Estudo da USP revela que violência recente do PCC tem raízes antigas

“Senhores, São Paulo tem 140 mil presos. São 140 mil homens do PCC (Primeiro Comando da Capital) dentro da cadeia e 500 mil ou mais familiares fora. Eles estão hoje programando inclusive para fazer eleições de políticos, está certo? O PCC é forte na capital, mas ele é apoiado em todo o Brasil aonde vai. Virou realmente uma febre. Ser do PCC é um bom negócio. Muitas pessoas vão cometer o crime sem saber o que têm de fazer. Se não vai, morre.” Quem afirmou isso é o diretor do Departamento de Investigações sobre o Crime Organizado (Deic), de São Paulo, Godofredo Bittencourt Filho, numa reunião reservada da CPI do Tráfico de Armas, no dia 10 de maio.

No dia seguinte ao encontro fechado vários presídios estaduais iniciaram rebeliões quase simultâneas e uma onda de violência paralisou São Paulo por vários dias. “Essa crise foi de uma grande amplitude, envolvendo mais de 70 unidades penitenciárias rebeladas, o que equivale à metade do número de prisões sob a responsabilidade da Secretaria de Administração Penitenciária. E, mais importante, as ações do grupo ultrapassaram as muralhas do sistema prisional. Chegaram às bases policiais, às delegacias, aos ônibus, às agências bancárias. Espalharam terror não só entre policiais e outros agentes públicos, mas na população em geral. Isso é inédito”, observa o sociólogo Fernando Salla, do Núcleo de Estudos da Violência (NEV) da USP e coordenador (ao lado de Marcos César Alvarez) do projeto do Centros de Pesquisa, Inovação e Difusão (Cepid) Construção das políticas de segurança pública e sentido de punição em São Paulo, financiado pela FAPESP.

**Dados de anotação por pontos**
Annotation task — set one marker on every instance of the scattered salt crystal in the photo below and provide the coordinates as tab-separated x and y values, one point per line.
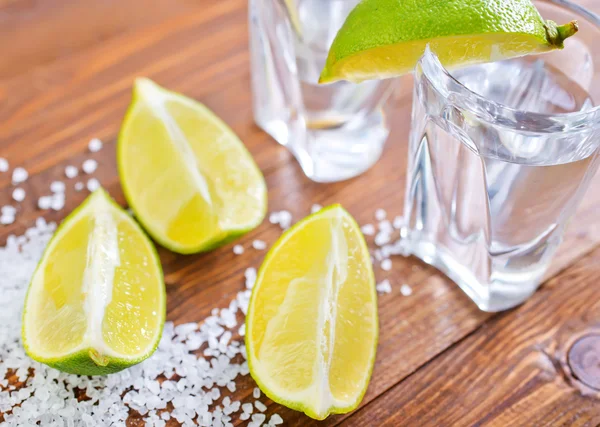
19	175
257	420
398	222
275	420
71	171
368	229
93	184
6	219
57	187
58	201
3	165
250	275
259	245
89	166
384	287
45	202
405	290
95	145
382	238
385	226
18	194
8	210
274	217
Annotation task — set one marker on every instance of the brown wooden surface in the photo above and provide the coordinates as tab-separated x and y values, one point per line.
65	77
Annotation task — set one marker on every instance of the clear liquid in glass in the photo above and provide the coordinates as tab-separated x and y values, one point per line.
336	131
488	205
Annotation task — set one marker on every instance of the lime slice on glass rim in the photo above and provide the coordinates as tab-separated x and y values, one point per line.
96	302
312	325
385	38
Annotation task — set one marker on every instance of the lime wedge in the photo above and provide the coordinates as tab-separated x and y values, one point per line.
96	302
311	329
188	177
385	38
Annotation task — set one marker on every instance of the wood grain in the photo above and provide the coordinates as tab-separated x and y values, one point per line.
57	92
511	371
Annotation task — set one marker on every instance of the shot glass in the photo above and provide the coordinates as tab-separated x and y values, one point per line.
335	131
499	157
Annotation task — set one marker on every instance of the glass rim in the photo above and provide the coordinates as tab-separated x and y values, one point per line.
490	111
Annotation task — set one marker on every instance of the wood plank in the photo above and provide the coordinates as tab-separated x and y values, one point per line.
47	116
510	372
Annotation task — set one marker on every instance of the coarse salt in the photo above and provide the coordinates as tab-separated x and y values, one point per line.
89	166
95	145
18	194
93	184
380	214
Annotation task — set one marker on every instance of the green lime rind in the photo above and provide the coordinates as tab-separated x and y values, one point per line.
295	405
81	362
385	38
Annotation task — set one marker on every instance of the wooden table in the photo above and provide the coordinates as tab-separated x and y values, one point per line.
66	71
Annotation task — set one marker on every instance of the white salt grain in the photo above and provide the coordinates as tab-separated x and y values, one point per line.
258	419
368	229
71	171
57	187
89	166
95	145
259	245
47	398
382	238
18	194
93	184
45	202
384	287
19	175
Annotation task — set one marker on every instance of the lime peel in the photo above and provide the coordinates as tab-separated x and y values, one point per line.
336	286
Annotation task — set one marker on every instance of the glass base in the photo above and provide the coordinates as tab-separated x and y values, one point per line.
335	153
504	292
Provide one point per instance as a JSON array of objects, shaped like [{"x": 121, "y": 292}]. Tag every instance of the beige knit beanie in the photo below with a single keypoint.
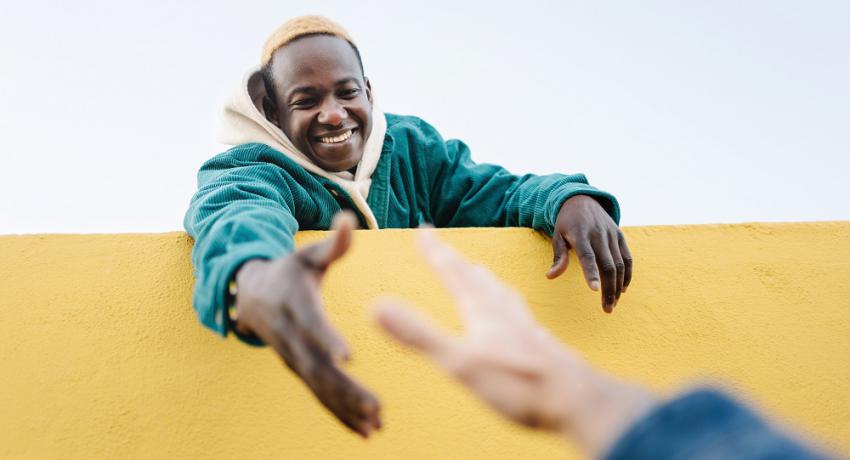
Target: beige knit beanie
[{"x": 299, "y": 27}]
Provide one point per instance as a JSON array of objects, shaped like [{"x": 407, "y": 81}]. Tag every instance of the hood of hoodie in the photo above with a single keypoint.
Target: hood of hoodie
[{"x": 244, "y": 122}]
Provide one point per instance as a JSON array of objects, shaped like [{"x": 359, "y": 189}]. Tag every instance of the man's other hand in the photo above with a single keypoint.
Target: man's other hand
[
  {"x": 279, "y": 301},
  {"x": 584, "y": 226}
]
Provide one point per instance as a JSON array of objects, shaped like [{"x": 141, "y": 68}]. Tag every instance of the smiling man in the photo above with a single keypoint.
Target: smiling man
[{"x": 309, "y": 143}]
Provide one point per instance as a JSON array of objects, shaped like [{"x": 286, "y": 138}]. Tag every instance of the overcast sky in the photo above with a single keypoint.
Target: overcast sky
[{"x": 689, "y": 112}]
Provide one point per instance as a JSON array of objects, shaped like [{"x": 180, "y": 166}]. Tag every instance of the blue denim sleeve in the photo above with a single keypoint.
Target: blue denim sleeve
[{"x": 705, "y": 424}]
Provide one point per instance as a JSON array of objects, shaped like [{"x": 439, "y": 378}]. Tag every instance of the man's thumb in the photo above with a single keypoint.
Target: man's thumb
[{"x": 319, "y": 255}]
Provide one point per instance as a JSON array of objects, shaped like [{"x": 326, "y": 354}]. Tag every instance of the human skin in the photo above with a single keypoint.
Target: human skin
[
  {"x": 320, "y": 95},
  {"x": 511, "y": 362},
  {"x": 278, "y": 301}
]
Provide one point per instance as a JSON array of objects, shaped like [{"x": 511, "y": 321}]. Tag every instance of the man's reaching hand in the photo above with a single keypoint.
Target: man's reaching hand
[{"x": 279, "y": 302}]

**Exercício 1**
Indique se cada afirmação abaixo está de acordo com o texto sobre o PCC, respondendo sim ou não e citando literalmente as palavras do texto que decidem a questão.
(a) Godofredo Bittencourt Filho fez suas declarações numa reunião reservada da CPI do Tráfico de Armas, em 10 de maio.
(b) As rebeliões envolveram menos de 50 unidades penitenciárias.
(c) O projeto coordenado por Fernando Salla e Marcos César Alvarez é financiado pela FAPESP.
**Exercício 2**
Transcreva fielmente o trecho do texto sobre o PCC que começa nas palavras "Estudo da USP" e termina depois de "10 de maio.".
**Exercício 3**
Segundo o diretor do Deic citado no texto sobre o PCC, quantos presos há em São Paulo?

**Resposta 1**
(a) Sim: "numa reunião reservada da CPI do Tráfico de Armas, no dia 10 de maio".
(b) Não: "envolvendo mais de 70 unidades penitenciárias rebeladas".
(c) Sim: "financiado pela FAPESP".

**Resposta 2**
Estudo da USP revela que violência recente do PCC tem raízes antigas

“Senhores, São Paulo tem 140 mil presos. São 140 mil homens do PCC (Primeiro Comando da Capital) dentro da cadeia e 500 mil ou mais familiares fora. Eles estão hoje programando inclusive para fazer eleições de políticos, está certo? O PCC é forte na capital, mas ele é apoiado em todo o Brasil aonde vai. Virou realmente uma febre. Ser do PCC é um bom negócio. Muitas pessoas vão cometer o crime sem saber o que têm de fazer. Se não vai, morre.” Quem afirmou isso é o diretor do Departamento de Investigações sobre o Crime Organizado (Deic), de São Paulo, Godofredo Bittencourt Filho, numa reunião reservada da CPI do Tráfico de Armas, no dia 10 de maio.

**Resposta 3**
São Paulo tem 140 mil presos.